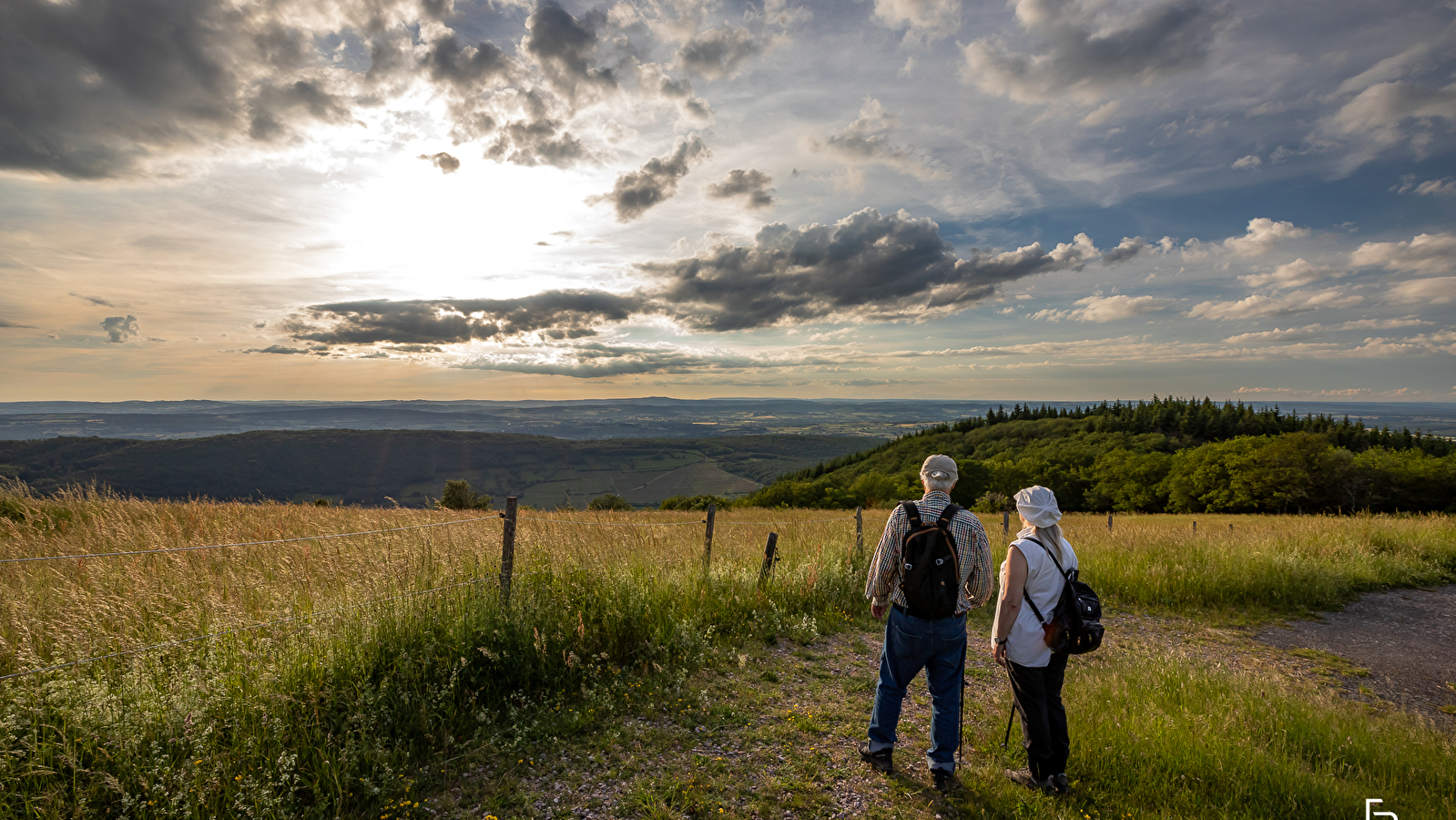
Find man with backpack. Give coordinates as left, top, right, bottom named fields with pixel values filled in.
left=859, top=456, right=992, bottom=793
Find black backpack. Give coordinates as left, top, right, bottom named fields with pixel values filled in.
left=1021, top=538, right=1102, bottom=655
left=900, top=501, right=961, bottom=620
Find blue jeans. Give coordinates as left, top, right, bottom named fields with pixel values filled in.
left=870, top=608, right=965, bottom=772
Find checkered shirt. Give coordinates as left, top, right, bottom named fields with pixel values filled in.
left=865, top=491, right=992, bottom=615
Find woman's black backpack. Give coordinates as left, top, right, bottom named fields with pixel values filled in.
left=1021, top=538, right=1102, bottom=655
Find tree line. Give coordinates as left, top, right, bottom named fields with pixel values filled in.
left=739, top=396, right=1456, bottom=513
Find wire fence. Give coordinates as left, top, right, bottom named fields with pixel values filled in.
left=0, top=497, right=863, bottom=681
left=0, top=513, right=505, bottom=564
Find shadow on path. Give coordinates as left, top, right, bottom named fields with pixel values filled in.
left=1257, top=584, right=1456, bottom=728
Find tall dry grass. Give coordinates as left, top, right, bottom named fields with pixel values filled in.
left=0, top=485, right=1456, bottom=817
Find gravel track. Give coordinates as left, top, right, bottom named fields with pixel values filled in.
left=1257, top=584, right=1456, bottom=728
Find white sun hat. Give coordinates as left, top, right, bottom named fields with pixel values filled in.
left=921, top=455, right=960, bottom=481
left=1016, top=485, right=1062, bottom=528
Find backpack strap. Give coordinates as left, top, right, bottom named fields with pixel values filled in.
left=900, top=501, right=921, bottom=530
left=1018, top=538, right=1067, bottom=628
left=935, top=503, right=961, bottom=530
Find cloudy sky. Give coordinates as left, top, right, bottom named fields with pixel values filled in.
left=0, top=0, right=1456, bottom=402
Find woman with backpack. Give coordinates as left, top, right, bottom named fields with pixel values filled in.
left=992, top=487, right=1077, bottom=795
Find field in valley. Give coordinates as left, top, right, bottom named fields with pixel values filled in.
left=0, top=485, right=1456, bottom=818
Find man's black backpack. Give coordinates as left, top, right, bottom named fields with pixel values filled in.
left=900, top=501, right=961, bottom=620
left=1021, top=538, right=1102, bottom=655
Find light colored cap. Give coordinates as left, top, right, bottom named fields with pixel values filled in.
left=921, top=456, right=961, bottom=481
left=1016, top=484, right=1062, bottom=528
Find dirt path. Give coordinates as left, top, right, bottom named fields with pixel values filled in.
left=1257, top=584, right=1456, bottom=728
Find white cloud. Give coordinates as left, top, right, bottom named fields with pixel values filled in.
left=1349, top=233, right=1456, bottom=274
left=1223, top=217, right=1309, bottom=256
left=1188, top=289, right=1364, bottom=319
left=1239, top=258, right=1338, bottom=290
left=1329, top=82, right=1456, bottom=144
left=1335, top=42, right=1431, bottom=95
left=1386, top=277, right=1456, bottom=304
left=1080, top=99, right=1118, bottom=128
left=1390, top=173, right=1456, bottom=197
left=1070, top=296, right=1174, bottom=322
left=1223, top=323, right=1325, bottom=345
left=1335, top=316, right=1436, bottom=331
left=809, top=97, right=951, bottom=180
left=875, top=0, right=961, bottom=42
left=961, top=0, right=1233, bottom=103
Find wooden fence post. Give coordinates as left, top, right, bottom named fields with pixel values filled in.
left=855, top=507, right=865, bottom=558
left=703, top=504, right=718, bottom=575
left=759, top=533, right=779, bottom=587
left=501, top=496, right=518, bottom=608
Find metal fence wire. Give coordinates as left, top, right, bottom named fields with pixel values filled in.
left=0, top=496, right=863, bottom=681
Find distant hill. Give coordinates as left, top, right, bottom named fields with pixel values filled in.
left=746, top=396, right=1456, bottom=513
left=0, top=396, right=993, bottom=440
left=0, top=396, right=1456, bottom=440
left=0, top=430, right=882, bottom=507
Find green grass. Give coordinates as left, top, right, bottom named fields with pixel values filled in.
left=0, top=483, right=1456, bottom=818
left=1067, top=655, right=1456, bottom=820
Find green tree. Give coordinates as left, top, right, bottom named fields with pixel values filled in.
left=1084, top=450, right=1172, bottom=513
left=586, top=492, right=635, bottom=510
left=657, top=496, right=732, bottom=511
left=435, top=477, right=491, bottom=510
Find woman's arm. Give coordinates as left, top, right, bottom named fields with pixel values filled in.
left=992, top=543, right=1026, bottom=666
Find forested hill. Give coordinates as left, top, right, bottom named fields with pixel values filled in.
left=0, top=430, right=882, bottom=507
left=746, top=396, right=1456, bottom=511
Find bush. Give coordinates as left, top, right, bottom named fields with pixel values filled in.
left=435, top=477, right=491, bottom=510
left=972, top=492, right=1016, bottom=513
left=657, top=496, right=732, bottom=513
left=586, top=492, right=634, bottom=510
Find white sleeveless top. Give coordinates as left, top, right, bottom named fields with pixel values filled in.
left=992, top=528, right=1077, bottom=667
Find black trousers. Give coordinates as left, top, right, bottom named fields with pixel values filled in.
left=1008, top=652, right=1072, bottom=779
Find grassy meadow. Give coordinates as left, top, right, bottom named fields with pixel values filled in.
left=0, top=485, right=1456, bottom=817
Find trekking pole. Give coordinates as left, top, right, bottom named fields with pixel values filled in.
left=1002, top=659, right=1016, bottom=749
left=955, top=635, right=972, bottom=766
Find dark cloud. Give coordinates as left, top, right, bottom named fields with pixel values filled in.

+ + +

> Task details: Print the whole listing above line for line with no changes, and leave out the pictures.

> Output of the exercise:
Find man with backpack. Give coordinates as left, top, right, bottom named fields with pixel values filled in.
left=859, top=456, right=992, bottom=793
Find black backpack. Give coordinates as left, top, right, bottom named fields with pixel values filled in.
left=1021, top=538, right=1102, bottom=655
left=900, top=501, right=961, bottom=620
Find blue jeans. Give coordinates as left, top, right, bottom named fields with pixel values filled in.
left=870, top=608, right=965, bottom=772
Find checkered shirt. Give coordinates as left, top, right, bottom named fields with pixel values filled in.
left=865, top=491, right=992, bottom=615
Find woman's black backpack. Give coordinates as left, top, right, bottom named fields with pixel values filled in.
left=1021, top=538, right=1102, bottom=655
Find tree line. Give coordinates as left, top, right, bottom named fields with pixel values filled in.
left=739, top=396, right=1456, bottom=513
Find wire fence. Give coordinates as left, top, right, bottom named fields with pixel values filled in.
left=0, top=497, right=863, bottom=681
left=0, top=513, right=505, bottom=564
Find shadow on path. Give coordinates as left, top, right, bottom named fields with pixel values filled in.
left=1257, top=584, right=1456, bottom=728
Find tall dry grass. Give coordinates as left, top, right, bottom named fields with pixel values filled in.
left=0, top=485, right=1456, bottom=817
Find gravel track. Give coordinates as left, top, right, bottom named fields with pixel values filled in.
left=1257, top=584, right=1456, bottom=728
Find white sun hat. Give coordinates as left, top, right, bottom named fields with pixel values filled in.
left=921, top=455, right=960, bottom=481
left=1016, top=485, right=1062, bottom=528
Find backpack strap. Give coordinates as left, top, right, bottom named fields with pixel values filled in.
left=900, top=501, right=921, bottom=530
left=1018, top=538, right=1067, bottom=628
left=935, top=503, right=961, bottom=530
Find cloudy sky. Give coordinates as left, top, right, bottom named fields with pixel values filled in.
left=0, top=0, right=1456, bottom=402
Find woman with backpack. Give coordinates as left, top, right, bottom named fields with pixel values filled in.
left=992, top=487, right=1077, bottom=795
Find field in valley. Give coordinates as left, top, right, bottom named fields with pixel values filled in.
left=0, top=485, right=1456, bottom=818
Find man's black backpack. Give coordinates as left, top, right, bottom named fields with pixel values filled in.
left=900, top=501, right=961, bottom=620
left=1021, top=538, right=1102, bottom=655
Find light colored cap. Give coordinates as left, top, right, bottom named fields with pixel values filled in.
left=921, top=456, right=961, bottom=481
left=1016, top=484, right=1062, bottom=528
Find dirt path. Give coordinates as left, top, right, bottom named fields with pixel values filled in.
left=1257, top=584, right=1456, bottom=728
Find white cloud. Give coordinates as left, top, right, bottom named fields with pixel values filled in.
left=1349, top=233, right=1456, bottom=274
left=1223, top=217, right=1309, bottom=256
left=1188, top=289, right=1364, bottom=319
left=1239, top=258, right=1338, bottom=290
left=1329, top=82, right=1456, bottom=144
left=1335, top=42, right=1431, bottom=95
left=1386, top=277, right=1456, bottom=304
left=1080, top=99, right=1118, bottom=128
left=1390, top=173, right=1456, bottom=197
left=1070, top=296, right=1174, bottom=322
left=1223, top=323, right=1325, bottom=345
left=1335, top=316, right=1436, bottom=331
left=809, top=97, right=951, bottom=180
left=875, top=0, right=961, bottom=42
left=961, top=0, right=1233, bottom=103
Find wooden fence post. Give coordinates as left, top, right, bottom named fields with pixel values filled in.
left=855, top=507, right=865, bottom=558
left=703, top=504, right=718, bottom=575
left=759, top=533, right=779, bottom=587
left=501, top=496, right=518, bottom=608
Find metal fence wire. Give coordinates as left, top, right, bottom named fields with pixel values filled in.
left=0, top=496, right=863, bottom=681
Find distant hill. Give coordinates as left, top, right, bottom named fields with pixel values filled in.
left=746, top=396, right=1456, bottom=513
left=0, top=396, right=993, bottom=440
left=0, top=396, right=1456, bottom=440
left=0, top=430, right=882, bottom=507
Find green grass. Give coordinates as left, top, right, bottom named fields with pixel values filled in.
left=0, top=483, right=1456, bottom=818
left=1067, top=655, right=1456, bottom=820
Find green tree. Give coordinates as left, top, right, bottom named fields with pixel values filled in.
left=1084, top=450, right=1172, bottom=513
left=586, top=492, right=635, bottom=510
left=657, top=496, right=732, bottom=511
left=435, top=477, right=491, bottom=510
Find woman's arm. Give coordinates as left, top, right, bottom named fields with pixel values filled in.
left=992, top=543, right=1026, bottom=666
Find forested hill. Give coordinates as left, top, right, bottom named fields with pixel values filled in.
left=0, top=430, right=882, bottom=507
left=746, top=396, right=1456, bottom=511
Find bush. Give coordinates as left, top, right, bottom named fields with pixel values filled in.
left=435, top=477, right=491, bottom=510
left=972, top=492, right=1016, bottom=513
left=657, top=496, right=732, bottom=513
left=586, top=492, right=634, bottom=510
Find white sleeveless top. Give coordinates as left, top, right, bottom named fields with pixel values filled in.
left=992, top=528, right=1077, bottom=667
Find black trousers. Give coordinates as left, top, right, bottom named fields with pixel values filled in.
left=1008, top=652, right=1072, bottom=779
Find grassy meadow. Give coordinates as left, top, right, bottom named fields with pixel values filled in.
left=0, top=485, right=1456, bottom=817
Find trekking pole. Give coordinates as left, top, right, bottom named fields with pixel values filled in.
left=1002, top=659, right=1016, bottom=749
left=955, top=635, right=972, bottom=766
Find dark cloud. Give coordinates as left, top, right, bottom named fields with pixel values filled in.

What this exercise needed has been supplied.